In the entries below, count every line with the word "shirt". Return only the count.

Excerpts from a dataset:
_ _ _
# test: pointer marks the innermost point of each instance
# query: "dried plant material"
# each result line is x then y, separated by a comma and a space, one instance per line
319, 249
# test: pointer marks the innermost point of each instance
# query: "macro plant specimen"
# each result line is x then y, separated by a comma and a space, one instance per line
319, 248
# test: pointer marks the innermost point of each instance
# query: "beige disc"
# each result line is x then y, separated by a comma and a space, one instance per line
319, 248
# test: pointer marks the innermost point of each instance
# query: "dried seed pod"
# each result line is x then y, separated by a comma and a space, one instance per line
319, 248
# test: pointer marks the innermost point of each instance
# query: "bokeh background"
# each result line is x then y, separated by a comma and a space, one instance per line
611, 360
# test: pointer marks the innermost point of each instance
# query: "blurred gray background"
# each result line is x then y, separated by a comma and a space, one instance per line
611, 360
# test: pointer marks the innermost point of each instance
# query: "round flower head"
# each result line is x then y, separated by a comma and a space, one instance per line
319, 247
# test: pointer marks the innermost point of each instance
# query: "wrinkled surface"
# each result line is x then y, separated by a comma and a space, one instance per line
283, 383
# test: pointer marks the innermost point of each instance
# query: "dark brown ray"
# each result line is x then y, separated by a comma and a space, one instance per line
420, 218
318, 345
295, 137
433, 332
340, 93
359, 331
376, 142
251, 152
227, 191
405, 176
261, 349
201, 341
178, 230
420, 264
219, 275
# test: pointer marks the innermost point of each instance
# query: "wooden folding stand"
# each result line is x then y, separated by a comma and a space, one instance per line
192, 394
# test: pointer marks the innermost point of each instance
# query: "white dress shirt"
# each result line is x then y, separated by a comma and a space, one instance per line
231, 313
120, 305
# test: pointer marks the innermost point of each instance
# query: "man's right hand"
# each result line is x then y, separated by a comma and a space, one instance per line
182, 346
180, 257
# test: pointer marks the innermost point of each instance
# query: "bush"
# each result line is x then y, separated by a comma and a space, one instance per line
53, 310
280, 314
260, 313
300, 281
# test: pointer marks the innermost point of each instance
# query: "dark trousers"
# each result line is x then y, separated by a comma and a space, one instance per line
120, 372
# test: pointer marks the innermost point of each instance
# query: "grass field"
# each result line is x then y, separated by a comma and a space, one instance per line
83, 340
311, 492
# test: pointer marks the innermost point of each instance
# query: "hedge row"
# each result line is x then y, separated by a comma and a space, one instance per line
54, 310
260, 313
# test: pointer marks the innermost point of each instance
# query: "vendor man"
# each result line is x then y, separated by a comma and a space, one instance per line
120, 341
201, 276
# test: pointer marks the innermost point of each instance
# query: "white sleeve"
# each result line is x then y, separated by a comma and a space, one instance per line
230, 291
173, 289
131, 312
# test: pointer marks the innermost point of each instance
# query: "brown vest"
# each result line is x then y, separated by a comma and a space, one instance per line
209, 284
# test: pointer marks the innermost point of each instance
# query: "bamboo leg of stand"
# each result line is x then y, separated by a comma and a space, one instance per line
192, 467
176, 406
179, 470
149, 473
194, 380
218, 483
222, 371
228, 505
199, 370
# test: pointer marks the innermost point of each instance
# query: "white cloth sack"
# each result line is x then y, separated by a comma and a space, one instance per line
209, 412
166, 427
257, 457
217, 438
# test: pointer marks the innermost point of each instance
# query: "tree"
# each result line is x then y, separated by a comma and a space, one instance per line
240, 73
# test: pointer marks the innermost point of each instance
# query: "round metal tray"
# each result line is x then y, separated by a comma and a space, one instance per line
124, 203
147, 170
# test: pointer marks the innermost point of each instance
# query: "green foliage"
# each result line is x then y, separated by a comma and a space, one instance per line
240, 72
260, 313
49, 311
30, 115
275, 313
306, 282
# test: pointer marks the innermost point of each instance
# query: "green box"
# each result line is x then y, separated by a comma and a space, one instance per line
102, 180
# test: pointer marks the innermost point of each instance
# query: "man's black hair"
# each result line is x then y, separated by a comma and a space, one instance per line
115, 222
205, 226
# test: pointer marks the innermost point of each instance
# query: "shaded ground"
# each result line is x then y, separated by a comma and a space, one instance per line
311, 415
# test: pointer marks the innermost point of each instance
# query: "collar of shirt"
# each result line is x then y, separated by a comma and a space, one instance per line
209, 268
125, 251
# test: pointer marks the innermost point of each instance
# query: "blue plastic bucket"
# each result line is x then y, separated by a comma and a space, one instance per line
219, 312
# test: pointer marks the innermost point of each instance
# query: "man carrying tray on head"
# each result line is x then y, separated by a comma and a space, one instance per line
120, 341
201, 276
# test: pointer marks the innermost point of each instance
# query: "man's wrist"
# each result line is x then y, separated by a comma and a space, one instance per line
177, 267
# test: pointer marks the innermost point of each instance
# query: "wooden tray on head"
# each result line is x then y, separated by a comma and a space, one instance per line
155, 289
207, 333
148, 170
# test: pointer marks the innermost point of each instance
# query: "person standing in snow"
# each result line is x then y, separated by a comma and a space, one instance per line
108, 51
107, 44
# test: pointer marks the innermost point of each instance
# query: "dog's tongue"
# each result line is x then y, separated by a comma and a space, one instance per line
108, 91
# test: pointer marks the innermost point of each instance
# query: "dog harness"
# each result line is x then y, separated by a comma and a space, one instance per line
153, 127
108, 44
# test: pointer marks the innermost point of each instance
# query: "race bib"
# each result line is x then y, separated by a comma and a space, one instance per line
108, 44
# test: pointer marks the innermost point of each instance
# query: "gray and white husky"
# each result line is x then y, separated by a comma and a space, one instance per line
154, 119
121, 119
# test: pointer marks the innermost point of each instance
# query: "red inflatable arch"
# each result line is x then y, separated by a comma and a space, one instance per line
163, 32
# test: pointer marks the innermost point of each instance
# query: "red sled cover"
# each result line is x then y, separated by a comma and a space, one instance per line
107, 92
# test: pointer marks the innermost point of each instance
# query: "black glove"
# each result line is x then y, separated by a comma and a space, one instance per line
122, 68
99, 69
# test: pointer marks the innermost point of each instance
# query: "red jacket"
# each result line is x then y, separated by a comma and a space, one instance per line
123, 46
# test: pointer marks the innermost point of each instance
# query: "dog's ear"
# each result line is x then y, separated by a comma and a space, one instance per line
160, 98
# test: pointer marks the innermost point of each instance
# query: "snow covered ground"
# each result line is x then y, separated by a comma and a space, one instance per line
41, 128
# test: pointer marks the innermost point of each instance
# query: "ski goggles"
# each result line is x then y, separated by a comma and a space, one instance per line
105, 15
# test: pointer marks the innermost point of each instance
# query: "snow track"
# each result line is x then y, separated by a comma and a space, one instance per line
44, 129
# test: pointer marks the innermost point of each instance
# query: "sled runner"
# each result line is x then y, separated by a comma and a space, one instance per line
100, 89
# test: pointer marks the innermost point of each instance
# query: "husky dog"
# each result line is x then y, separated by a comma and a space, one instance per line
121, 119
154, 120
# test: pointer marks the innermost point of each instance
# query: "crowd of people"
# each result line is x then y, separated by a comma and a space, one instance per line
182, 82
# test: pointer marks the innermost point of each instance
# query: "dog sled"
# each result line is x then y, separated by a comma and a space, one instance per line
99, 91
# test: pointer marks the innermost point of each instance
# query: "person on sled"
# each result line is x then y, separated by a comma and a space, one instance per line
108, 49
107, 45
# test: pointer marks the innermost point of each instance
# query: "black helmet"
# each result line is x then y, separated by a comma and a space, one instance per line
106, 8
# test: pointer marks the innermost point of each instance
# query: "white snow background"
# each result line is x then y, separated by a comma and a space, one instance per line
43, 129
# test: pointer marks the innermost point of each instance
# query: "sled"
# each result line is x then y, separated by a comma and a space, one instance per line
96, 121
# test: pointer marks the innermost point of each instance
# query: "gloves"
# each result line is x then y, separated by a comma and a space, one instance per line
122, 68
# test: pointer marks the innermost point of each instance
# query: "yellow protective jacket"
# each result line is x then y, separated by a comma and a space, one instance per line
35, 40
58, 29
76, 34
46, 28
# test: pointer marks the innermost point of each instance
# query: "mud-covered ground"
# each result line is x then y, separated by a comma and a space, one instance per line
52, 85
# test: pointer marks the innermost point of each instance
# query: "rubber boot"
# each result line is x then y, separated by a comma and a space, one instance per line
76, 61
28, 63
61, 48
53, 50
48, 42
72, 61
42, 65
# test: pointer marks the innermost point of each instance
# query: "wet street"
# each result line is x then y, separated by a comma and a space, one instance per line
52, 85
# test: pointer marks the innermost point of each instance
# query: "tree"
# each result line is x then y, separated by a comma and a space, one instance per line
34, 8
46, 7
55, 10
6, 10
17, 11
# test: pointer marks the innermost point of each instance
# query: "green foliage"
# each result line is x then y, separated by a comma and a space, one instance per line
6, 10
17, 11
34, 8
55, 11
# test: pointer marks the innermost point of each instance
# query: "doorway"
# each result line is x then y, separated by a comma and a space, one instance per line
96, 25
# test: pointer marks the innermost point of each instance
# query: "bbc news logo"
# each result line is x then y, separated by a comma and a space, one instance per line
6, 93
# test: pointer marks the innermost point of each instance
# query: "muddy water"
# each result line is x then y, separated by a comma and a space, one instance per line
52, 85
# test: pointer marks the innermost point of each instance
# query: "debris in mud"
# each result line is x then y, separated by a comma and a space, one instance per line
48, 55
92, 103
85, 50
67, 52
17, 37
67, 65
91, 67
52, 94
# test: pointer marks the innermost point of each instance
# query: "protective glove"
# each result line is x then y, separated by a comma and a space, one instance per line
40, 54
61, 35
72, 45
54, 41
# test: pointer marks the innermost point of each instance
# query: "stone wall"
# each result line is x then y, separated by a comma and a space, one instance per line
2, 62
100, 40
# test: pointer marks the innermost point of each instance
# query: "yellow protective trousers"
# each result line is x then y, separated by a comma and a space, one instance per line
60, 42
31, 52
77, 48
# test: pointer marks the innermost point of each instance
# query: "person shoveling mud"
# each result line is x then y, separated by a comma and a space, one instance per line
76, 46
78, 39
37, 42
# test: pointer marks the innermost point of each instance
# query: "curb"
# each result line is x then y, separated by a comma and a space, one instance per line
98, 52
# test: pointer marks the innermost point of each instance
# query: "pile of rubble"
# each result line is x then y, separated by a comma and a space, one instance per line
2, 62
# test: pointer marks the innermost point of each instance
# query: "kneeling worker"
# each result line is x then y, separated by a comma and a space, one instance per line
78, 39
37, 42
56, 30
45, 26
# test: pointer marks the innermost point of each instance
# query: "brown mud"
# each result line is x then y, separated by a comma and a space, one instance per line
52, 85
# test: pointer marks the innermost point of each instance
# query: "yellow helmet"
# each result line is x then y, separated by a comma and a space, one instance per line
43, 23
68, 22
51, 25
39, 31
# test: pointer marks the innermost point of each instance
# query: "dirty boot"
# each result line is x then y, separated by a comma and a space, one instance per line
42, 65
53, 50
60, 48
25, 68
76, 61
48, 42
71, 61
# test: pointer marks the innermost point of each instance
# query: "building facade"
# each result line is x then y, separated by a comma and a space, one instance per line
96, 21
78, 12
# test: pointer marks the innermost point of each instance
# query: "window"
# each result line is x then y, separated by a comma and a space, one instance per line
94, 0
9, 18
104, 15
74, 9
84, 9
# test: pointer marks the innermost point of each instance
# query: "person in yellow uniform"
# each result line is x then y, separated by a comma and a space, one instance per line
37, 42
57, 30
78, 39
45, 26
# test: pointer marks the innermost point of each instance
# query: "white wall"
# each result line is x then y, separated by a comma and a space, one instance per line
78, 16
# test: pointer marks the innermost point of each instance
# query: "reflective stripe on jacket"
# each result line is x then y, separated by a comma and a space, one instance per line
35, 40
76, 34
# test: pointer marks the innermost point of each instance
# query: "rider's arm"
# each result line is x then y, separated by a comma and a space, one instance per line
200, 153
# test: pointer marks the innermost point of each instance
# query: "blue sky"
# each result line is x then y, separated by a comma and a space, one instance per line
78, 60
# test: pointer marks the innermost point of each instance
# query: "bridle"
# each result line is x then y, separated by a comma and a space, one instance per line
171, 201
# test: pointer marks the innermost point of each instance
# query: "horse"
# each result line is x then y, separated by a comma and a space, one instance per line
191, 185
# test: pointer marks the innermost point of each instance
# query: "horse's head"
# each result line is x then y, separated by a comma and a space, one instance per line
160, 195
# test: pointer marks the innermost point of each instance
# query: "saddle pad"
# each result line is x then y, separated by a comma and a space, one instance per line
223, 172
_ _ _
SOLUTION BELOW: 2